§ Consigne:
Pour chaque énoncé, indiquez par oui ou par non s'il concorde avec le compte rendu de séance qui suit, et citez mot pour mot les termes qui permettent de trancher. 1. La séance a été ouverte à 15 h 10. 2. Le Yémen compte actuellement 57 associations de promotion des droits de l'homme. 3. La réunification du pays a eu lieu en 1990.

§ Extrait fourni:
/---
CERD/C/SR.176416 août 2006

Original: FRANÇAIS

COMITÉ POUR L’ÉLIMINATION DE LA DISCRIMINATION RACIALE

Soixante‑neuvième session

COMPTE RENDU ANALYTIQUE DE LA 1764e SÉANCE

tenue au Palais des Nations, à Genève,le jeudi 3 août 2006, à 15 heures

Présidence: M. de GOUTTES

SOMMAIRE

EXAMEN DES RAPPORTS, OBSERVATIONS ET RENSEIGNEMENTS PRÉSENTÉS PAR LES ÉTATS PARTIES CONFORMÉMENT À L’ARTICLE 9 DE LA CONVENTION (suite)

Quinzième et seizième rapports périodiques du Yémen

La séance est ouverte à 15 h 10.

EXAMEN DES RAPPORTS, OBSERVATIONS ET RENSEIGNEMENTS PRÉSENTÉS PAR LES ÉTATS PARTIES CONFORMÉMENT À L’ARTICLE 9 DE LA CONVENTION (point 4 de l’ordre du jour) (suite)

Quinzième et seizième rapports périodiques du Yémen (CERD/C/YEM/16; HRI/CORE/1/Add.115; liste des points à traiter (document sans cote distribué en séance, en anglais seulement))

1. Sur l’invitation du Président, la délégation yéménite prend place à la table du Comité.

2.Le PRÉSIDENT souhaite la bienvenue à la délégation yéménite et l’invite à présenter les quinzième et seizième rapports périodiques du Yémen.

3.M. ABDULLAH (Yémen) dit que le Yémen est fermement déterminé à appliquer les instruments relatifs aux droits de l’homme auxquels il est partie, en particulier la Convention internationale sur l’élimination de toutes les formes de discrimination raciale, et qu’il a réalisé des progrès substantiels dans leur mise en œuvre. Après la réunification du pays en 1990, un système de gouvernement multipartite et démocratique a été choisi par le peuple moyennant des élections libres. Depuis, les activités politiques se sont intensifiées dans le pays grâce au droit de réunion et d’association garanti à chacun par la Constitution, et les organisations non gouvernementales et les syndicats se sont multipliés. Le Gouvernement a accordé une attention prioritaire aux droits de l’homme et aux libertés publiques, ce qui est déterminant pour le maintien d’un régime véritablement pluraliste et démocratique servant les intérêts de la société. Un large éventail d’activités de promotion des droits de l’homme ont été menées sur les plans national, régional et international. En particulier, le Ministère des droits de l’homme a collaboré avec le Haut-Commissariat des Nations Unies aux droits de l’homme en vue d’inclure des questions relatives aux droits de l’homme dans les cours de formation des fonctionnaires de la police, des journalistes et du personnel judiciaire. Des activités de sensibilisation aux droits de l’homme ont également été menées à l’intention des travailleurs sociaux s’occupant de mineurs délinquants, d’enfants des rues, d’enfants victimes de la traite ramenés au Yémen après avoir été exploités dans d’autres pays et de personnes âgées ou handicapées. Chaque année, une journée des droits de l’homme est célébrée et, à cette occasion, plusieurs manifestations sont organisées et des brochures d’information publiées. Le Yémen compte actuellement 75 associations de promotion des droits de l’homme.
\---
§ Extraits des données:
/---
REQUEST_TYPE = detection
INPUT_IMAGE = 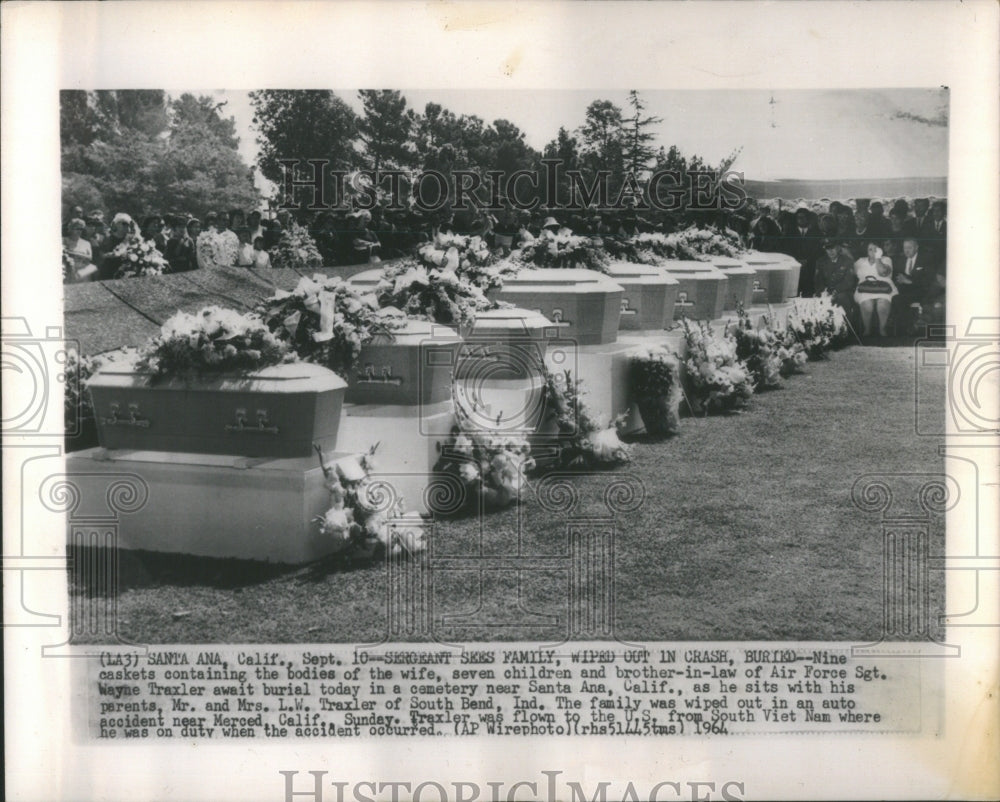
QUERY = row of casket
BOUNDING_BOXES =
[76,256,796,563]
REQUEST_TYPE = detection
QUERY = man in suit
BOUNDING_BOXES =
[750,203,781,252]
[927,201,948,267]
[783,206,822,298]
[868,201,892,239]
[813,239,858,320]
[892,237,939,333]
[913,198,931,236]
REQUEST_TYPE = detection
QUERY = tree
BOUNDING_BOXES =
[250,89,360,205]
[579,100,625,178]
[60,90,258,217]
[622,89,663,178]
[358,89,416,172]
[170,92,240,150]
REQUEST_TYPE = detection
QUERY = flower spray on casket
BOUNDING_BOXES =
[545,370,632,469]
[258,273,404,378]
[788,291,857,360]
[434,406,535,509]
[629,345,682,436]
[315,443,425,558]
[682,318,754,414]
[725,303,806,390]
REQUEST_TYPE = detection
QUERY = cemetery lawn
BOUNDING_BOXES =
[80,345,945,643]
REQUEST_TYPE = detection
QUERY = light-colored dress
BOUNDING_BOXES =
[63,237,97,281]
[854,256,899,304]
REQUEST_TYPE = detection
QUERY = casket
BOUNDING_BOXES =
[345,268,382,293]
[608,262,679,330]
[711,256,757,309]
[664,260,729,320]
[455,307,552,380]
[88,362,347,458]
[345,320,462,406]
[490,268,624,345]
[741,251,799,304]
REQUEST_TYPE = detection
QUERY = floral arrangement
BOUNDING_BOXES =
[545,370,631,468]
[417,233,516,292]
[111,234,170,278]
[787,292,850,360]
[257,273,403,378]
[682,318,754,414]
[268,220,323,270]
[511,228,611,273]
[136,306,295,379]
[434,415,535,509]
[629,345,681,435]
[63,348,101,432]
[375,260,495,326]
[627,226,745,264]
[315,443,425,558]
[62,348,138,440]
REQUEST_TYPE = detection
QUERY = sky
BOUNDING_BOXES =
[209,88,948,192]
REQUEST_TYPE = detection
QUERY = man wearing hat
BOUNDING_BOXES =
[813,239,858,318]
[783,204,821,298]
[750,203,781,253]
[163,214,198,273]
[98,212,138,281]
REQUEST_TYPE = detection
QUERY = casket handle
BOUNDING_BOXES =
[226,407,278,434]
[103,401,150,429]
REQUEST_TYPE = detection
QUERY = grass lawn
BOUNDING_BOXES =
[76,338,945,643]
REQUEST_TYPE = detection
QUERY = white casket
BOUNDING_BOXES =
[608,262,680,331]
[664,260,729,320]
[455,307,552,379]
[490,268,624,345]
[712,256,757,310]
[344,319,462,406]
[455,308,552,433]
[88,362,347,458]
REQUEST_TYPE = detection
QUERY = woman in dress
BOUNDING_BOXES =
[854,241,899,337]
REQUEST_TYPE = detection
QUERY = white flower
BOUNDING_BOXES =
[320,507,351,540]
[591,428,629,462]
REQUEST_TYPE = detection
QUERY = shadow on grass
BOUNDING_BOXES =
[69,546,292,595]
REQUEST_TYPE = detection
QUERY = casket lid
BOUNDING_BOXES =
[345,268,382,290]
[370,318,462,346]
[472,306,552,335]
[88,362,347,393]
[608,262,677,286]
[663,259,726,279]
[504,267,622,293]
[743,251,787,267]
[712,256,756,275]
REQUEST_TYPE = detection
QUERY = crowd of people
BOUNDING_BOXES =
[63,198,947,336]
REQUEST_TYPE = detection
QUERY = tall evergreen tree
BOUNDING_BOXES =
[358,89,416,172]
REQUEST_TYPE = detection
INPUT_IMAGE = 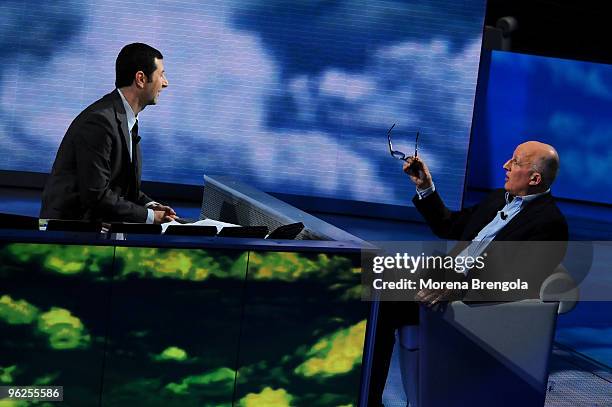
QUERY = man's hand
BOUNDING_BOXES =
[404,157,433,189]
[153,211,174,225]
[415,289,459,307]
[148,204,177,223]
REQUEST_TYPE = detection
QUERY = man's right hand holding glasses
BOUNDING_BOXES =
[404,157,433,189]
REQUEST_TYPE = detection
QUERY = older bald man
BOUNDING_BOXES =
[368,141,568,406]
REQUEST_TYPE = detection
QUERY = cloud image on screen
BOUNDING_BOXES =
[0,0,484,208]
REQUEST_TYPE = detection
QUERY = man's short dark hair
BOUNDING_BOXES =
[115,42,164,88]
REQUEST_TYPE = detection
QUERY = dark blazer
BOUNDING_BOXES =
[40,90,152,222]
[413,189,568,300]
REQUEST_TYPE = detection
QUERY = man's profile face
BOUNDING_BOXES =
[504,144,534,196]
[144,58,168,106]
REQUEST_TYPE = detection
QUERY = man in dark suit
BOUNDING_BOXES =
[40,43,176,223]
[368,141,568,406]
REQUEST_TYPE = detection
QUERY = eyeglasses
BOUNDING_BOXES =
[387,123,419,161]
[508,158,531,167]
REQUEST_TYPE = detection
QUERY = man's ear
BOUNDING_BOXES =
[529,172,542,186]
[134,71,147,89]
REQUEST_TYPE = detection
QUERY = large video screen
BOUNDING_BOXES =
[0,0,485,208]
[469,51,612,204]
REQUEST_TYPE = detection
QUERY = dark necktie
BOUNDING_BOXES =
[132,120,140,195]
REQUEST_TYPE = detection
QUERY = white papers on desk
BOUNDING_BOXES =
[162,219,240,233]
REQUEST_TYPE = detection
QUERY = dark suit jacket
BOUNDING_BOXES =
[40,90,152,222]
[413,189,568,301]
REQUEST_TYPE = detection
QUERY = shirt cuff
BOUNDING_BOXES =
[417,182,436,199]
[147,209,155,225]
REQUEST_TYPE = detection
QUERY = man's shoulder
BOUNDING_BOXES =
[72,90,121,125]
[83,89,121,114]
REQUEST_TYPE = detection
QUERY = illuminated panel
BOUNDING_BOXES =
[235,252,369,407]
[0,0,485,208]
[102,247,247,406]
[0,243,113,406]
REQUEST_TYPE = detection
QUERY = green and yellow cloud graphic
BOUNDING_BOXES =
[116,247,248,281]
[240,387,293,407]
[165,367,236,394]
[294,320,366,377]
[38,307,91,350]
[0,295,39,325]
[153,346,188,362]
[1,243,113,274]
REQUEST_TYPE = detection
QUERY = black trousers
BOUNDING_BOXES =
[368,301,419,407]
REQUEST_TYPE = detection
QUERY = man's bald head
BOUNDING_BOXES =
[504,141,559,196]
[520,141,559,190]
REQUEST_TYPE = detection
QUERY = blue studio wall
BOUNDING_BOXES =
[468,51,612,207]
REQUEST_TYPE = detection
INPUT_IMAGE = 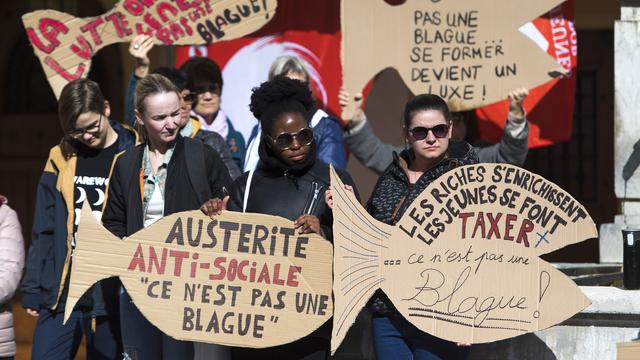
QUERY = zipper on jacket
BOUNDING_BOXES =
[305,181,320,214]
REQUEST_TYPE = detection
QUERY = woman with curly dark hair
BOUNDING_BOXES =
[202,77,353,359]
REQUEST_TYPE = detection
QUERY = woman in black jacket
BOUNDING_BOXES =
[202,77,353,359]
[367,94,478,360]
[102,74,231,360]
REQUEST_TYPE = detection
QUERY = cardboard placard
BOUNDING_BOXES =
[331,164,597,352]
[65,203,333,348]
[22,0,278,97]
[341,0,563,112]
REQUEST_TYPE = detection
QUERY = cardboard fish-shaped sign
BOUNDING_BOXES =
[22,0,278,97]
[331,164,597,351]
[65,204,333,348]
[341,0,563,118]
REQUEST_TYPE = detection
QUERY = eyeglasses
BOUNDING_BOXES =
[267,128,313,150]
[191,84,220,95]
[409,124,449,140]
[68,114,102,140]
[180,93,198,104]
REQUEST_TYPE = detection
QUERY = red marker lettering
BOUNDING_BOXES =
[27,18,69,54]
[44,56,85,81]
[80,17,104,45]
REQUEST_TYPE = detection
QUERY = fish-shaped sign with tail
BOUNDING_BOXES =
[22,0,278,97]
[65,204,333,348]
[331,164,597,351]
[341,0,563,118]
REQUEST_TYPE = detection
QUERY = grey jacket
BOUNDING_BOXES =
[0,204,24,357]
[344,114,529,174]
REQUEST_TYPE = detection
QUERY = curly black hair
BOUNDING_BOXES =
[249,76,315,133]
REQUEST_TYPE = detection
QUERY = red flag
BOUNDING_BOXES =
[176,0,342,138]
[176,0,577,146]
[476,0,578,147]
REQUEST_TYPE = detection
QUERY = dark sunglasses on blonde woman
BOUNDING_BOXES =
[267,128,313,150]
[409,124,449,140]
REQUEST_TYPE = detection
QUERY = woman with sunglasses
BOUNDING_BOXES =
[202,76,353,359]
[366,94,478,360]
[102,74,231,360]
[22,79,136,359]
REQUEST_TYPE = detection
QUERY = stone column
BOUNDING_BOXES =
[600,0,640,263]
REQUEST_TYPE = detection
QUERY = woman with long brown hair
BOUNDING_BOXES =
[22,79,136,359]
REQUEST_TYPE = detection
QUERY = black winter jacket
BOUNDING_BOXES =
[22,120,137,315]
[366,141,478,315]
[228,141,358,241]
[102,135,231,238]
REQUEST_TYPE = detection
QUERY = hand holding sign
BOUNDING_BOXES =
[22,0,277,97]
[341,0,562,117]
[65,204,333,348]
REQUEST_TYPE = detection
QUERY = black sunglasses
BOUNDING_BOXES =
[267,128,313,150]
[191,84,220,95]
[180,93,198,103]
[409,124,449,140]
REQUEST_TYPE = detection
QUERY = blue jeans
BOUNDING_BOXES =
[120,290,194,360]
[31,309,122,360]
[373,315,470,360]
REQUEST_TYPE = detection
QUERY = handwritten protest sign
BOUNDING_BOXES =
[22,0,277,97]
[65,204,333,347]
[331,164,597,351]
[341,0,563,111]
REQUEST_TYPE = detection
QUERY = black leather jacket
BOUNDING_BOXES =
[227,141,358,241]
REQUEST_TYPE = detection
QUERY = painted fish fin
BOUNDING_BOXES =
[64,201,122,323]
[331,166,392,354]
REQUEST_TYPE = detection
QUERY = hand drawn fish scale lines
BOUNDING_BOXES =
[409,313,528,332]
[408,307,531,324]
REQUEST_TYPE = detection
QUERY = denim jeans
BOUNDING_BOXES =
[373,315,470,360]
[31,309,122,360]
[120,290,194,360]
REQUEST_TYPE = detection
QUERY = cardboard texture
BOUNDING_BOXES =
[616,341,640,360]
[331,164,597,352]
[65,203,333,348]
[22,0,278,97]
[341,0,563,118]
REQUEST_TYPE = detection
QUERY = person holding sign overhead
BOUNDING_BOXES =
[201,76,357,359]
[102,74,231,360]
[366,94,478,360]
[22,79,137,359]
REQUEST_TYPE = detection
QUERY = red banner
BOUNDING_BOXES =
[177,0,577,146]
[476,0,578,148]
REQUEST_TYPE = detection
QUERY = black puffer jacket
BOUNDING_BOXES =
[227,141,358,241]
[366,141,478,315]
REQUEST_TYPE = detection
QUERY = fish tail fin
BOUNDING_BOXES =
[331,166,391,354]
[64,201,122,323]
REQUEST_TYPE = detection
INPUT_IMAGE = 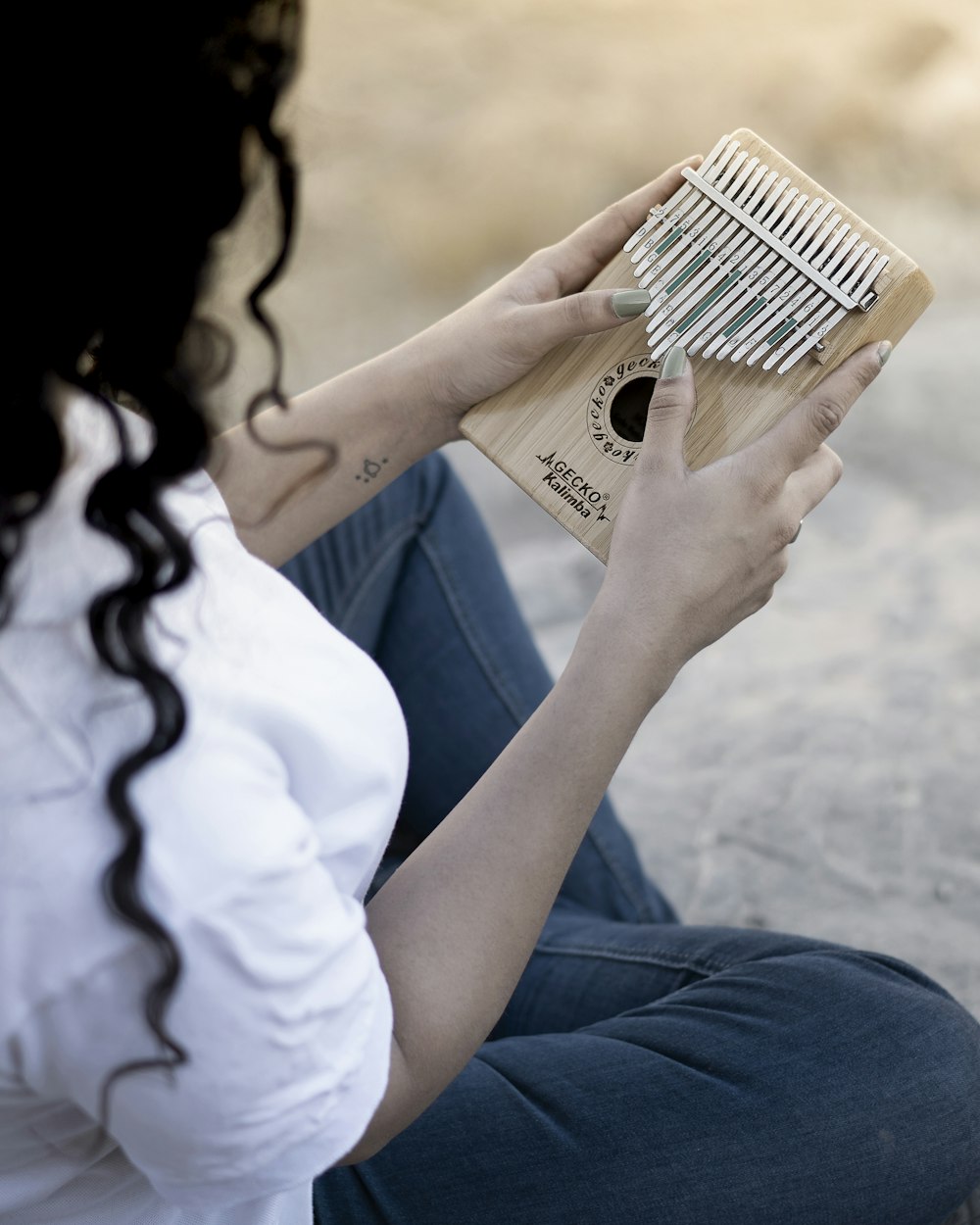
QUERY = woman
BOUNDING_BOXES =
[0,0,980,1225]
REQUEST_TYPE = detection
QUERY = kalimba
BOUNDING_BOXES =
\---
§ Réponse:
1. Oui : « La séance est ouverte à 15 h 10. »
2. Non : « Le Yémen compte actuellement 75 associations de promotion des droits de l’homme. »
3. Oui : « Après la réunification du pays en 1990 »